--- EXERCISE ---
Format the lines of the material below as a Markdown table with the columns "Row" and "Line", starting at the line containing "Could you spot the reflection" and ending at the line containing "Could you spot the person", both included, and omitting blank lines.

* Start RECORD EXCERPTS *

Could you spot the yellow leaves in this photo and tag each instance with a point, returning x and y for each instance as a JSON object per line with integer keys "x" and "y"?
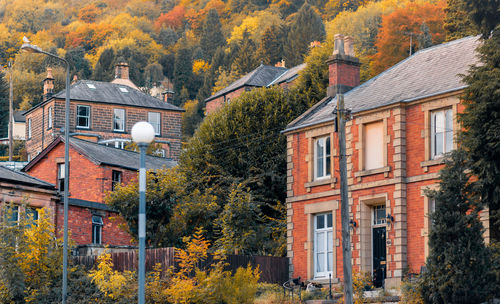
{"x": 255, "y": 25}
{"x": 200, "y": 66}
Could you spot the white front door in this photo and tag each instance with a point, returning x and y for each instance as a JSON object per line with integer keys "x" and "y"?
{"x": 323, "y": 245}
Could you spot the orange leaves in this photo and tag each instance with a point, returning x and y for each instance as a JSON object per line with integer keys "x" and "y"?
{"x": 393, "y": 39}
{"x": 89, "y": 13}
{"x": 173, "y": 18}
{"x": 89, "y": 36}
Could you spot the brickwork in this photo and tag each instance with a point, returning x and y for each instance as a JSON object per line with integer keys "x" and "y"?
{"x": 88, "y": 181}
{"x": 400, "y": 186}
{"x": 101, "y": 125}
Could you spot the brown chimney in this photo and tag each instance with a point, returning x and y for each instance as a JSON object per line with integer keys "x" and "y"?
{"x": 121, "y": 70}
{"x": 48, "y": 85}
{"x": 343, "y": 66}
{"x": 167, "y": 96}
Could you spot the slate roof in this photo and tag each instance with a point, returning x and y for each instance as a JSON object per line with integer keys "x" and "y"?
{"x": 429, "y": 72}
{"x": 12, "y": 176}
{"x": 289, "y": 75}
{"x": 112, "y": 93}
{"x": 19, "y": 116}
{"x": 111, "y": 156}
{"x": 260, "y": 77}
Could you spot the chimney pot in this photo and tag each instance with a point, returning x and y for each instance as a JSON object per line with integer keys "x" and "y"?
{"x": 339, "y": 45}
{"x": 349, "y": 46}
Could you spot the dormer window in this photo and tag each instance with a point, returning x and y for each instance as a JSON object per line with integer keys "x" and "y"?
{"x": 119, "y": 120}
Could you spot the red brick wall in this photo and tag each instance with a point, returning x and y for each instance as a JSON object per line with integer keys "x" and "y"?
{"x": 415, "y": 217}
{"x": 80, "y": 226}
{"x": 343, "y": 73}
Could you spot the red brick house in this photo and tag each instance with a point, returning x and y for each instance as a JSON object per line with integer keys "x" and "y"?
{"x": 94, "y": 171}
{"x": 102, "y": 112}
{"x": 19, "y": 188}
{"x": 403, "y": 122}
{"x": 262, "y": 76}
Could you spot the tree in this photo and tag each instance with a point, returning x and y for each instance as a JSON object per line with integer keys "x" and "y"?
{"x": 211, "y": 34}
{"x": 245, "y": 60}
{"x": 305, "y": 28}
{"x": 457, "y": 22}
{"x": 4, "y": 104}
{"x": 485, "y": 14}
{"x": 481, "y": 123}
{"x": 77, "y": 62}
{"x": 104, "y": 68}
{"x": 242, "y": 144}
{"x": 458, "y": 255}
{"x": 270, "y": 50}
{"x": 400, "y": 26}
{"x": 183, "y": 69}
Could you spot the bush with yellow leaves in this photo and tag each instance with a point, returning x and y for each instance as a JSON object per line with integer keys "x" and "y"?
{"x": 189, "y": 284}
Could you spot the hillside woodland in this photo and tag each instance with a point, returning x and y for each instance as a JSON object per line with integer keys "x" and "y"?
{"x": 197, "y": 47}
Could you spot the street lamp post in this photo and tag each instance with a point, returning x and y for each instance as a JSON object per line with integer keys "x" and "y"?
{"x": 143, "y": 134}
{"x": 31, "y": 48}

* End RECORD EXCERPTS *
* Start RECORD EXCERPTS *

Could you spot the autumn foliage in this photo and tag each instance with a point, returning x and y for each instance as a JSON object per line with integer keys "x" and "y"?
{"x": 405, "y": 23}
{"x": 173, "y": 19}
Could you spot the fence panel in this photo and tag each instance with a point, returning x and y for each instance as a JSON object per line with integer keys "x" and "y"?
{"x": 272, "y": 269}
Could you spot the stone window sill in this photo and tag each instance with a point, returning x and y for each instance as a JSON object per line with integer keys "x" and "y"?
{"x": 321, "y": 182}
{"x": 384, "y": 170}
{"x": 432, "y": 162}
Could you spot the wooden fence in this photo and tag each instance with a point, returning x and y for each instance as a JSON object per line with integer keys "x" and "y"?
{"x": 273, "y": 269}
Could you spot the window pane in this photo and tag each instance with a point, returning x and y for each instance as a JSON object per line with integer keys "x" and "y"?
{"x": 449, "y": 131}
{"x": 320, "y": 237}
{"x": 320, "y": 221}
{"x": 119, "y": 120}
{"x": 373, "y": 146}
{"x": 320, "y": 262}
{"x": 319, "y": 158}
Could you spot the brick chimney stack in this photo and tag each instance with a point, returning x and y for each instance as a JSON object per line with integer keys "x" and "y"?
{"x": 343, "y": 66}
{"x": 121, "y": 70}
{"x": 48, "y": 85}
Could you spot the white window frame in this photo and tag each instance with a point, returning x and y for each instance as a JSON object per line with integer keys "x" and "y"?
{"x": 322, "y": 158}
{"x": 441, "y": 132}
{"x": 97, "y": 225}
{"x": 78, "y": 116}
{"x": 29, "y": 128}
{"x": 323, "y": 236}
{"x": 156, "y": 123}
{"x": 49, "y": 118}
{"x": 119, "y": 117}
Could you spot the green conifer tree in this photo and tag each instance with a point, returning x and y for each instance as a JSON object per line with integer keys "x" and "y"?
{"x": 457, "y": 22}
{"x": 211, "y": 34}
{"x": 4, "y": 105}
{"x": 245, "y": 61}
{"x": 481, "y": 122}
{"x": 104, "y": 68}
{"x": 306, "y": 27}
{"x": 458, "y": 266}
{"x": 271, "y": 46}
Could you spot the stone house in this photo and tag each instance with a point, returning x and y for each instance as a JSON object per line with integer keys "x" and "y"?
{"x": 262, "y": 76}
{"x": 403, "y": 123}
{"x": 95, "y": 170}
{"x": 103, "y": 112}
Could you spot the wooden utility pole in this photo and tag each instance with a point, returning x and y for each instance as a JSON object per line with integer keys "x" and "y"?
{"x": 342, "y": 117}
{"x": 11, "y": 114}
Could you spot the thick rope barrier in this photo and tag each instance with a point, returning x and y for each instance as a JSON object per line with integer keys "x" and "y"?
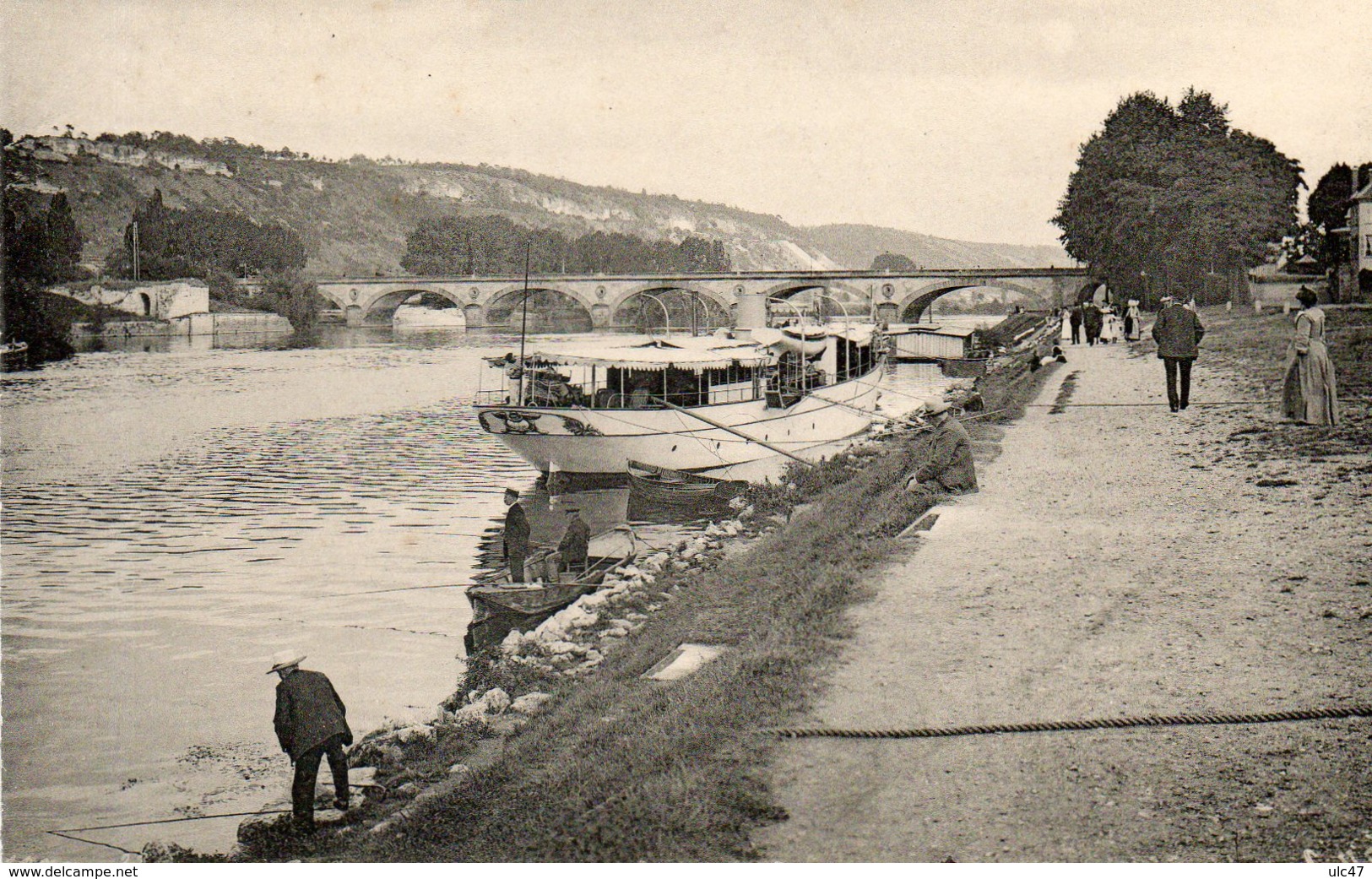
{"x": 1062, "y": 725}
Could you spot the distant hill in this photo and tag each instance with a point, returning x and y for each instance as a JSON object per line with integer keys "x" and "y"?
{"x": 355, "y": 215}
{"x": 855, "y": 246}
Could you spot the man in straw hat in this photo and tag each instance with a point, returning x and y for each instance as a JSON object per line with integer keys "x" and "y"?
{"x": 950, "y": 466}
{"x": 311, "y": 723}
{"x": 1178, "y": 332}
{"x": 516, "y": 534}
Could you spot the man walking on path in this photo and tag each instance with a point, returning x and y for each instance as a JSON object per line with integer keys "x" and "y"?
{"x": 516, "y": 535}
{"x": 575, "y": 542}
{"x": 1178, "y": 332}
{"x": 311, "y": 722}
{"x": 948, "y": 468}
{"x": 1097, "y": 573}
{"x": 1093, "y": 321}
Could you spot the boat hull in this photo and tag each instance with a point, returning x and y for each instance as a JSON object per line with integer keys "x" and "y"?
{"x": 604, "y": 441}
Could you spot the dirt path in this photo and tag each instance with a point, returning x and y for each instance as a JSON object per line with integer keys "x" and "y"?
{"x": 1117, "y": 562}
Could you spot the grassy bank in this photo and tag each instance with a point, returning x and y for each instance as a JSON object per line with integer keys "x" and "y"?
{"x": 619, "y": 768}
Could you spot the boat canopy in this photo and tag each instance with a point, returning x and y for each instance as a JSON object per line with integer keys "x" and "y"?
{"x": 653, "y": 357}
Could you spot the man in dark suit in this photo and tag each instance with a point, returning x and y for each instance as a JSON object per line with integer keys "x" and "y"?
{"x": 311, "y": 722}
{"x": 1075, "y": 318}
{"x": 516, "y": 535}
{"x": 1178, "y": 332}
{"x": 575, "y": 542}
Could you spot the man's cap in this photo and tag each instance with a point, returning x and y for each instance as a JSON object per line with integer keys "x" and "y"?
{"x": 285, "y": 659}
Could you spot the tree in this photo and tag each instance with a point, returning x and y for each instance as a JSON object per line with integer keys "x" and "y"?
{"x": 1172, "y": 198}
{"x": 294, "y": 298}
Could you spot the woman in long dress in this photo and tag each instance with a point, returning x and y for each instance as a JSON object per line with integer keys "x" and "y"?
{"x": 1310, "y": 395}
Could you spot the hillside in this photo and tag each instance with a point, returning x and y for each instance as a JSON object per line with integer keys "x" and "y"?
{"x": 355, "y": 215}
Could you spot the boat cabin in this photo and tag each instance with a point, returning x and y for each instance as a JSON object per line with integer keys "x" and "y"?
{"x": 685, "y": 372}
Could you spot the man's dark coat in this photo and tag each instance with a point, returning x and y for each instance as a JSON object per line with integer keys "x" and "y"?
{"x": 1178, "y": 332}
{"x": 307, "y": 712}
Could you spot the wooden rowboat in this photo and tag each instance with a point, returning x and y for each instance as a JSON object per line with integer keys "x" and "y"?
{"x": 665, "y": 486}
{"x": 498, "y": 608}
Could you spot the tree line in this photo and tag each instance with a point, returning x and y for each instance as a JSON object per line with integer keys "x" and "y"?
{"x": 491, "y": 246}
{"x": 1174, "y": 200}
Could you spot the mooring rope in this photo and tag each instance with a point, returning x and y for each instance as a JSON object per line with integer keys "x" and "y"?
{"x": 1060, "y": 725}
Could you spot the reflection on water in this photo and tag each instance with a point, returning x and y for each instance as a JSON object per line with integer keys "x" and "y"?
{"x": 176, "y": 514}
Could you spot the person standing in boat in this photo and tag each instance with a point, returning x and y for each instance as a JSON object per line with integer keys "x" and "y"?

* End RECORD EXCERPTS *
* Start RECORD EXCERPTS *

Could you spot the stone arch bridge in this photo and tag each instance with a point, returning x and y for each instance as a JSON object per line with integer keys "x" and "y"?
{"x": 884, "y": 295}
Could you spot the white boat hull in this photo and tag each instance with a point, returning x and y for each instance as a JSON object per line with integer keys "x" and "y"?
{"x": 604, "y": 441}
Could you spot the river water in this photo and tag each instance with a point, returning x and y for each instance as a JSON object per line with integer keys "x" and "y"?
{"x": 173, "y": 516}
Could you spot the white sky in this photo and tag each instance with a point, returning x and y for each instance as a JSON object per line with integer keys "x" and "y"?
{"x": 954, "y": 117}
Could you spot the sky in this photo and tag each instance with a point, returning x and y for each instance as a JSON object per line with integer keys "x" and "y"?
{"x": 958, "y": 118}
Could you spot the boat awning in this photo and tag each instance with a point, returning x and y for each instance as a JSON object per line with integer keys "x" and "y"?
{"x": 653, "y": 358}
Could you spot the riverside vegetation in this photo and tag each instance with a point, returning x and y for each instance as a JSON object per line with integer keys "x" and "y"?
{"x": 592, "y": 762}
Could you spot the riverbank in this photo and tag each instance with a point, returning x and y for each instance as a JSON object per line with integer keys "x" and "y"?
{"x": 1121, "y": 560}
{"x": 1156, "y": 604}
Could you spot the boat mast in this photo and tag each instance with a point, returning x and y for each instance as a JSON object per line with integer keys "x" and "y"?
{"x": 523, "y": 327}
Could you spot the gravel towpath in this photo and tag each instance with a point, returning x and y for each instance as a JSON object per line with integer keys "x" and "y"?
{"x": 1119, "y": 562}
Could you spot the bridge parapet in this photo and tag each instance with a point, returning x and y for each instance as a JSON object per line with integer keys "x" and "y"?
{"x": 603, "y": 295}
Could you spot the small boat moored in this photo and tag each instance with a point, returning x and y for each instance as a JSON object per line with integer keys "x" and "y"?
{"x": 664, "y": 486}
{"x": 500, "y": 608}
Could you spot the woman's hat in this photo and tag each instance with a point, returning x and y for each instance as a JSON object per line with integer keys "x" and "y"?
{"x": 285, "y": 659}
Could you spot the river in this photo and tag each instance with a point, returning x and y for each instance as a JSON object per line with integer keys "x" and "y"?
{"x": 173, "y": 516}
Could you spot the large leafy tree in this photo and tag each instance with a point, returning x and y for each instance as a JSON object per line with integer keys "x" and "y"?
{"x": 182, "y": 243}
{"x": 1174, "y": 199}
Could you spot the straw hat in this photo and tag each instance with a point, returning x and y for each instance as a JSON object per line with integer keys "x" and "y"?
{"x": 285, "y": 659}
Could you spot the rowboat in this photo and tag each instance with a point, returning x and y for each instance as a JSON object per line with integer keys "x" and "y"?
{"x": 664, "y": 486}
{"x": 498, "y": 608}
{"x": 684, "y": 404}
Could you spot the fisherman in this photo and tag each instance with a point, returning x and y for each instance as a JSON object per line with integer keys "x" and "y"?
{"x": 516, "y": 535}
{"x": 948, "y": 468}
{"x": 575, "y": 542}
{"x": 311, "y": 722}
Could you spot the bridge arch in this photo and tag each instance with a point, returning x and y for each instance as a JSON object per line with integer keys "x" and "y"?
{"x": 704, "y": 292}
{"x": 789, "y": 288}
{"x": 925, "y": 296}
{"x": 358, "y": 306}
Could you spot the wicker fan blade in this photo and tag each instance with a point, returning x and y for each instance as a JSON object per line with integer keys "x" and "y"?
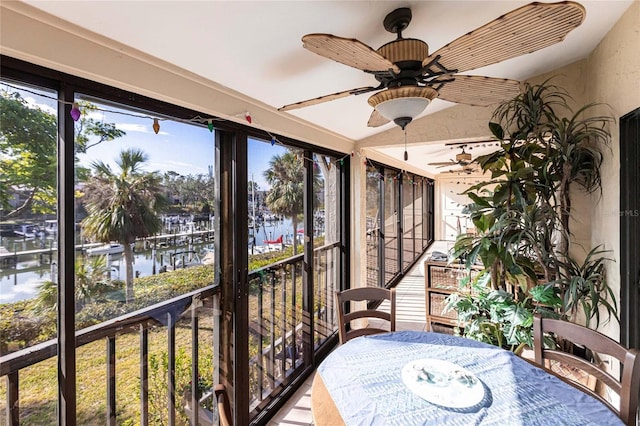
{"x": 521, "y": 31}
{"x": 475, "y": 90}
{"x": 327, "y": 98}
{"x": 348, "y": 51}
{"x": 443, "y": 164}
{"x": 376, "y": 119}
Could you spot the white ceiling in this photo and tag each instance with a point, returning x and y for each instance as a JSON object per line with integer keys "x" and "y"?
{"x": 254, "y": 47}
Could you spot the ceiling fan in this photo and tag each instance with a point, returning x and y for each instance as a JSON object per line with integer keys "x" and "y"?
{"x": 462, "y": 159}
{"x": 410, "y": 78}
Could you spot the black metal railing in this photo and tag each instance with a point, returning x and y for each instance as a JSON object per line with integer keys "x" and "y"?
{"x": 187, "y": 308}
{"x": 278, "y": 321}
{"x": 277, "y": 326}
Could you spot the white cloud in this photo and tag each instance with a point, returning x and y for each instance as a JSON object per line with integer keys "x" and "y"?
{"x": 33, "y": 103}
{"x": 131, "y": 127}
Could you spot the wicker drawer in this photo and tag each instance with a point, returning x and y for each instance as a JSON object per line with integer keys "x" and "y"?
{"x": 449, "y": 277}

* End RECORD EXCERPTS *

--- FULL RESPONSE ---
| Row | Line |
|---|---|
| 1 | Could you spot the reflection on water in this photo and tag each instance with a point, returning x and y for each instance as a JSON object per line with integer keys "x" and "y"? |
| 2 | {"x": 176, "y": 514} |
| 3 | Could you spot the person standing in boat in this photo and tag each instance with a point, returning x and y for each instance as a JSON object per line with integer keys "x" and "y"? |